[Stored entries]
__________________________________________________

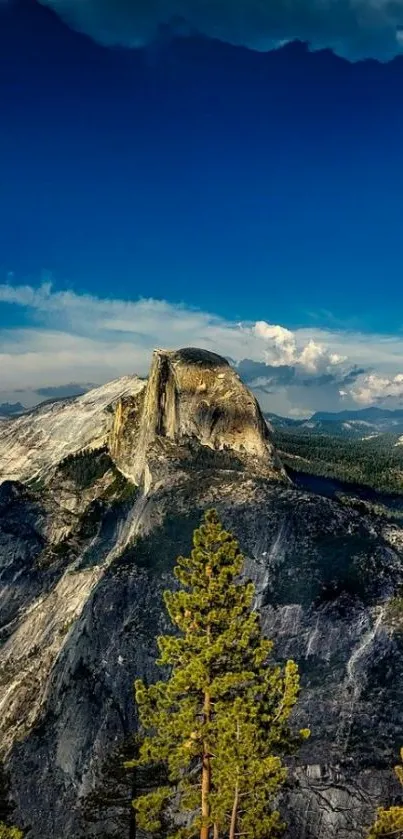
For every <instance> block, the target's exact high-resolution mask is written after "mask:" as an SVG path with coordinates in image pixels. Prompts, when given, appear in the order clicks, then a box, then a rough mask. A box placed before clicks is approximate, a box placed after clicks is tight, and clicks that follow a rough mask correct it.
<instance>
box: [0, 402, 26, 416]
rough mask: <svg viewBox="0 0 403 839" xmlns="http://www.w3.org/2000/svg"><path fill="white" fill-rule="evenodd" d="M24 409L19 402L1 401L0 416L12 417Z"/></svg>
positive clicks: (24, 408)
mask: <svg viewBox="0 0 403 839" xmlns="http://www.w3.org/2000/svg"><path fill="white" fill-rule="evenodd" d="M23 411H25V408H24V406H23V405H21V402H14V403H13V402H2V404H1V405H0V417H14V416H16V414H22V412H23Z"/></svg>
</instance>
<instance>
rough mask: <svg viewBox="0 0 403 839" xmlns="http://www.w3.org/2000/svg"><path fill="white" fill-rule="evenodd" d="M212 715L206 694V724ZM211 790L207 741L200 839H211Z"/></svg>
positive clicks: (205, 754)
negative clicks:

__________________________________________________

• **Activity**
From the line containing "positive clicks: (24, 408)" through the last line of the records above, reproduce every line exactly.

• **Exercise output**
positive clicks: (24, 408)
mask: <svg viewBox="0 0 403 839" xmlns="http://www.w3.org/2000/svg"><path fill="white" fill-rule="evenodd" d="M23 411H25V408H24V406H23V405H21V402H14V403H13V402H2V404H1V405H0V417H14V416H16V414H22V412H23Z"/></svg>
</instance>
<instance>
rough mask: <svg viewBox="0 0 403 839" xmlns="http://www.w3.org/2000/svg"><path fill="white" fill-rule="evenodd" d="M212 715L206 694V724ZM211 790L207 741L200 839H211Z"/></svg>
positive clicks: (205, 754)
negative clicks:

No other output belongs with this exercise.